Extrait choisi:
◇ ◇ ◇ ◇
La construction du récit est toujours aussi maîtrisée : Cyril Carrère distille les informations avec justesse, sans jamais casser le rythme. On se sent guidé, immergé, happé par l’archipel japonais. J’ai eu l’impression de voyager dans des contrées jusque-là inaccessibles, de partager le quotidien de ces personnages, et même de faire partie intégrante de cette communauté invisible.
Ce qui m’a particulièrement touchée, c’est la douceur de la plume. Malgré la dureté du sujet, l’auteur enveloppe ses personnages d’une aura protectrice, comme pour les préserver d’un malheur supplémentaire. Cette délicatesse équilibre parfaitement la tension dramatique de l’intrigue.
Et puis, au-delà de l’enquête, Cyril Carrère aborde des thèmes universels tels que le pardon ou la résilience qui résonnent profondément et donnent au roman une portée émotionnelle qui dépasse le polar. On ne lit pas seulement une enquête, on assiste à un cheminement intérieur, à une lutte pour la survie et la dignité.
Au final, c’est une histoire qui instruit autant qu’elle captive. C’est une lecture marquante, qui laisse une empreinte durable. Merci Cyril Carrère pour toutes ces émotions.
Sophie Grelaud 8 novembre 2025
Le Crépuscule de la Veuve blanche - Cyril Carrère
Tout commence par une vidéo postée par Genji. Elle concerne le parcours de Ayumi Inoue dit "La veuve blanche"
Quand Junichi Kudo, créateur de l’agence de détective TLS, tombe sur celle-ci, il doute... Ayumi, est elle encore en vie ?
Après une dernière affaire avec ses collègues de l’agence, Kudo décide de disparaître pour avoir le champ libre.
◇ ◇ ◇ ◇
[Enregistrements d'annotation par coordonnées]
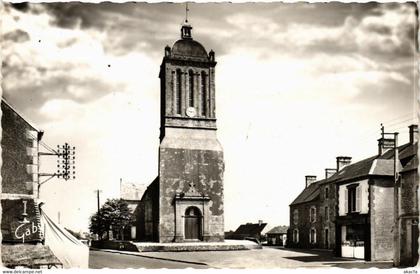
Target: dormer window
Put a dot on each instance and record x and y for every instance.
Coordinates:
(352, 196)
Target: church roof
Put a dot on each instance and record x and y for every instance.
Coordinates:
(281, 229)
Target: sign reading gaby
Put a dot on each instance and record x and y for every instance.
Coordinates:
(20, 222)
(27, 230)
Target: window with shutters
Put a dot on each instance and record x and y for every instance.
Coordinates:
(191, 89)
(295, 236)
(312, 214)
(203, 93)
(312, 236)
(178, 93)
(295, 217)
(353, 198)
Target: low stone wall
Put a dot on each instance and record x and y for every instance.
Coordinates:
(114, 245)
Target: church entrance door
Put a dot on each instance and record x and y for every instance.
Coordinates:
(192, 224)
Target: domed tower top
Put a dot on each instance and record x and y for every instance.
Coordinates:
(187, 76)
(186, 30)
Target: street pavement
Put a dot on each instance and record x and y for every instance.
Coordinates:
(101, 259)
(266, 258)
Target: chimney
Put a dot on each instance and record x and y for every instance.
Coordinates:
(329, 172)
(309, 179)
(343, 161)
(380, 148)
(414, 134)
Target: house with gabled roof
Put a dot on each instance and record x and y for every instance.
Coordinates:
(277, 235)
(303, 216)
(406, 232)
(367, 218)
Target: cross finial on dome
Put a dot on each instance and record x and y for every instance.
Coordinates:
(186, 27)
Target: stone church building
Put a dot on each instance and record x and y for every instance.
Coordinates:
(185, 201)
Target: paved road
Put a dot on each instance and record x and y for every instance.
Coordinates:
(101, 259)
(266, 258)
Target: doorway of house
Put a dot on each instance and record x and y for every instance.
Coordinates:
(327, 243)
(192, 224)
(414, 242)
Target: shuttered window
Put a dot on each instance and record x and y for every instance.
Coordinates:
(346, 201)
(358, 198)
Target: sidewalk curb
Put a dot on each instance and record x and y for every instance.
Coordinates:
(132, 253)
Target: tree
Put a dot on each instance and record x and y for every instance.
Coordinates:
(113, 215)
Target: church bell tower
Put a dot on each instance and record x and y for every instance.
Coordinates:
(191, 162)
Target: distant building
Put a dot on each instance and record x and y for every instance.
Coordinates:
(131, 193)
(185, 202)
(249, 231)
(277, 235)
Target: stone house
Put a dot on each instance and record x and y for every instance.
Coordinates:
(365, 223)
(185, 201)
(304, 225)
(22, 234)
(312, 213)
(277, 235)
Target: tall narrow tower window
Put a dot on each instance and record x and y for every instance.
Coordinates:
(178, 91)
(191, 89)
(203, 93)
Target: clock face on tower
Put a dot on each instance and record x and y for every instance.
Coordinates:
(190, 112)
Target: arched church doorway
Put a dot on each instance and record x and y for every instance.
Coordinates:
(192, 224)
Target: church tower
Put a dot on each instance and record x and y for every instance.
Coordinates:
(191, 162)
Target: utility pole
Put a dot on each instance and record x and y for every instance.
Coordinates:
(65, 164)
(97, 195)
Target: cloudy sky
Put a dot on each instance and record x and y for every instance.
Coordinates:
(296, 86)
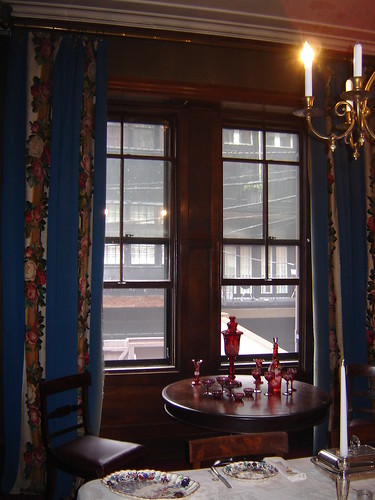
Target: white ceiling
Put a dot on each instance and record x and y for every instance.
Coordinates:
(334, 24)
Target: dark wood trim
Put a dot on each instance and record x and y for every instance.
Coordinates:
(120, 86)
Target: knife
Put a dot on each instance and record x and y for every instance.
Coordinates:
(219, 476)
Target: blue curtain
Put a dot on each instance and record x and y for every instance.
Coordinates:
(349, 179)
(12, 248)
(351, 207)
(62, 279)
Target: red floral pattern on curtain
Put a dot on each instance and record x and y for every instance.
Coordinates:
(42, 49)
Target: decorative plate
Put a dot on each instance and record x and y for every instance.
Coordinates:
(250, 470)
(150, 484)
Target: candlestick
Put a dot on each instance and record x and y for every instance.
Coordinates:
(348, 88)
(343, 413)
(307, 56)
(357, 60)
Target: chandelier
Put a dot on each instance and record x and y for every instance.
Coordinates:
(352, 107)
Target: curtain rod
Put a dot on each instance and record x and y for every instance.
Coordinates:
(103, 32)
(139, 33)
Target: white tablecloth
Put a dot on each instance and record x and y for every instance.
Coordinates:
(317, 485)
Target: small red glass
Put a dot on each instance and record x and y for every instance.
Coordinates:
(221, 381)
(230, 385)
(287, 376)
(269, 376)
(257, 374)
(293, 372)
(207, 384)
(197, 363)
(231, 343)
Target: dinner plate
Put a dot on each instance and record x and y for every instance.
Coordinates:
(149, 484)
(250, 470)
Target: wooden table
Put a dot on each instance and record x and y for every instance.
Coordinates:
(306, 407)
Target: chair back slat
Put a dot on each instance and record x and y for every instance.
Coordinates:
(63, 415)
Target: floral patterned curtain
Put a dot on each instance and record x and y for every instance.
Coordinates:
(43, 232)
(370, 302)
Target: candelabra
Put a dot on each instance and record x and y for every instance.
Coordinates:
(352, 108)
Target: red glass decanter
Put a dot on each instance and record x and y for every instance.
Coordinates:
(274, 384)
(231, 343)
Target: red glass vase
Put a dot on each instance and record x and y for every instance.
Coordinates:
(231, 344)
(274, 384)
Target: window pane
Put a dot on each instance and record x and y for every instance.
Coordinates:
(145, 262)
(243, 261)
(260, 315)
(242, 200)
(146, 204)
(144, 139)
(111, 262)
(283, 201)
(133, 324)
(240, 143)
(112, 210)
(282, 146)
(282, 262)
(113, 137)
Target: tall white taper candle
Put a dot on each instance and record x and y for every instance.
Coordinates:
(343, 413)
(307, 56)
(357, 60)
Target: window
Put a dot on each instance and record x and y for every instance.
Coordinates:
(138, 261)
(262, 247)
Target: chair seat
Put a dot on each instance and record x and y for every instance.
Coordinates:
(91, 457)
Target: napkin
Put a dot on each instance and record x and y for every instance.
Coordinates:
(286, 470)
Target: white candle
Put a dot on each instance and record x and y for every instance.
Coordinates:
(307, 56)
(357, 60)
(343, 413)
(308, 80)
(348, 88)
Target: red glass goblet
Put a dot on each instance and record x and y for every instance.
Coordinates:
(197, 364)
(257, 374)
(287, 376)
(221, 381)
(231, 343)
(269, 376)
(207, 383)
(230, 385)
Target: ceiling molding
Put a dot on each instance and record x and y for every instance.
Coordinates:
(216, 18)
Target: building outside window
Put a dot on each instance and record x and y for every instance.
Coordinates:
(138, 278)
(261, 279)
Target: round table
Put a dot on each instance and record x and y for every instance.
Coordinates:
(304, 408)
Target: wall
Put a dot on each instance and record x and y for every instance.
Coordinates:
(201, 80)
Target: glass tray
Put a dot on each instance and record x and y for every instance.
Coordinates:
(150, 484)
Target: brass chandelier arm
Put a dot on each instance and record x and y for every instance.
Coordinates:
(332, 138)
(370, 81)
(368, 130)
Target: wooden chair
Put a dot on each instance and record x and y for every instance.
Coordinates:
(361, 405)
(85, 456)
(237, 445)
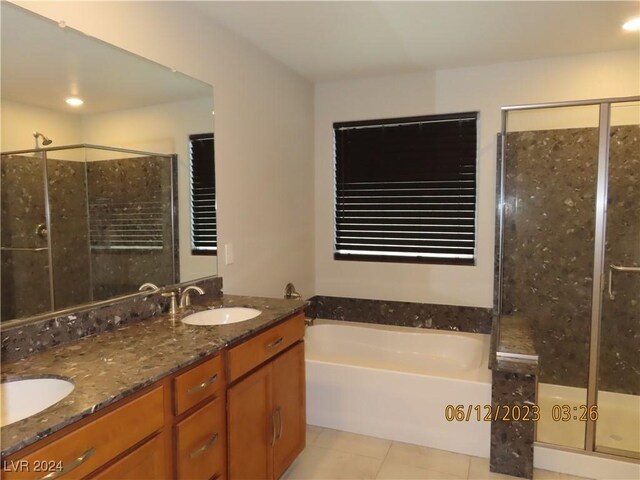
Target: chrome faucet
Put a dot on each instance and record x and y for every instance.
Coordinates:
◇ ◇ ◇ ◇
Exercices à faire:
• A. Recopiez à l'identique les enregistrements, depuis la ligne contenant « Target: chrome faucet » jusqu'à la fin des enregistrements, ces deux bornes comprises.
• B. Reprenez la critique des romans de Cyril Carrère là où elle s'arrête et poursuivez-la.

Résultats obtenus:
• A.
Target: chrome faucet
Put a dot on each instance and record x and y for every instance.
Coordinates:

• B.
Hayato Ishida ne peut pas croire que sa sœur est morte (cf "La colère d’izanagi, le premier tome des enquêtes de la cellule Sakura), il parcourt les postes de police à la recherche d’indices qui prouveraient qu’elle a disparu.
Avec sa partenaire Noémie Legrand, ils se lancent à la recherche du détective.
Quels sont les liens entre Jun et Ayumi ?
Les doutes d’Ishida concernant la mort de Suzuka sont-ils fondés ?
Ce livre parle des disparitions volontaires au Japon. Je ne connaissais pas ce phénomène, et je remercie Cyril pour cette découverte. Comme d’habitude, il a longuement étudié le sujet, il a rencontré des détectives qui recherchent les évaporées et même une yonigeya, ce qui se ressent dans son récit.
J’ai beaucoup appris sur le jōhatsu, c’est passionnant !!!
L’histoire a deux temporalités, une qui permet de suivre la veuve blanche et l’autre qui est de nos jours et qui concerne l’enquête sur la disparition de Kudo.
L’oscillation entre ces deux histoires donne du rythme au récit et le rend très additif.
La fin me laisse penser que nous retrouverons bientôt la cellule Sakura dans une nouvelle enquête et il me tarde déjà de connaître le sujet de celle-ci !!!
Très bon livre, à lire aussi pour découvrir la culture japonaise
Killing79 3 novembre 2025
Le Crépuscule de la Veuve blanche - Cyril Carrère
Après la publication de quelques bons thrillers, Cyril Carrère a eu la très bonne idée d’utiliser le Japon, pays où il vit depuis plusieurs années, en toile de fond de ces nouvelles histoires. Débutée avec « La colère d’Izanagi », cette série s’intéresse dans ses intrigues à la face cachée de pays du soleil levant.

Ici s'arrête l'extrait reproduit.